## Requirements
Reproduce each of the lines below character for character, leaving nothing out.

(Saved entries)
-=-=-

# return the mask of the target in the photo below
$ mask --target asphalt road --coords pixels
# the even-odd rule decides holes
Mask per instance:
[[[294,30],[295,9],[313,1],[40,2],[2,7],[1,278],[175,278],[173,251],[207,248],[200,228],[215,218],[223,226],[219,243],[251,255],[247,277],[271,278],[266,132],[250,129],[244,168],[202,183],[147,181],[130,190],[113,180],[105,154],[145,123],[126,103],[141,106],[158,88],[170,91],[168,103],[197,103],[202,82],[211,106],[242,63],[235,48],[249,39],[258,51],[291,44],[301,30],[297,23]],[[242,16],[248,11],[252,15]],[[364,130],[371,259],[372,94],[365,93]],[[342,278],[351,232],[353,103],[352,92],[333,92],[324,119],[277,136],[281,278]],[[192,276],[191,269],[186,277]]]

-=-=-

## Written reply
# return the mask of the target in the photo below
$ mask --target asphalt road --coords pixels
# the even-odd rule decides holes
Mask per instance:
[[[294,30],[295,9],[313,1],[40,2],[2,7],[1,278],[175,278],[173,251],[207,248],[200,228],[215,218],[223,226],[219,243],[251,255],[247,277],[271,278],[266,132],[250,129],[244,168],[202,183],[147,181],[130,190],[113,180],[105,154],[145,123],[126,103],[141,106],[158,88],[170,91],[168,103],[197,103],[202,82],[211,106],[242,63],[235,48],[249,39],[258,51],[291,44],[301,30],[297,23]],[[242,16],[248,11],[252,15]],[[364,130],[371,259],[372,94],[365,93]],[[342,278],[351,232],[353,103],[352,92],[333,92],[324,119],[277,136],[281,278]],[[192,276],[191,269],[186,277]]]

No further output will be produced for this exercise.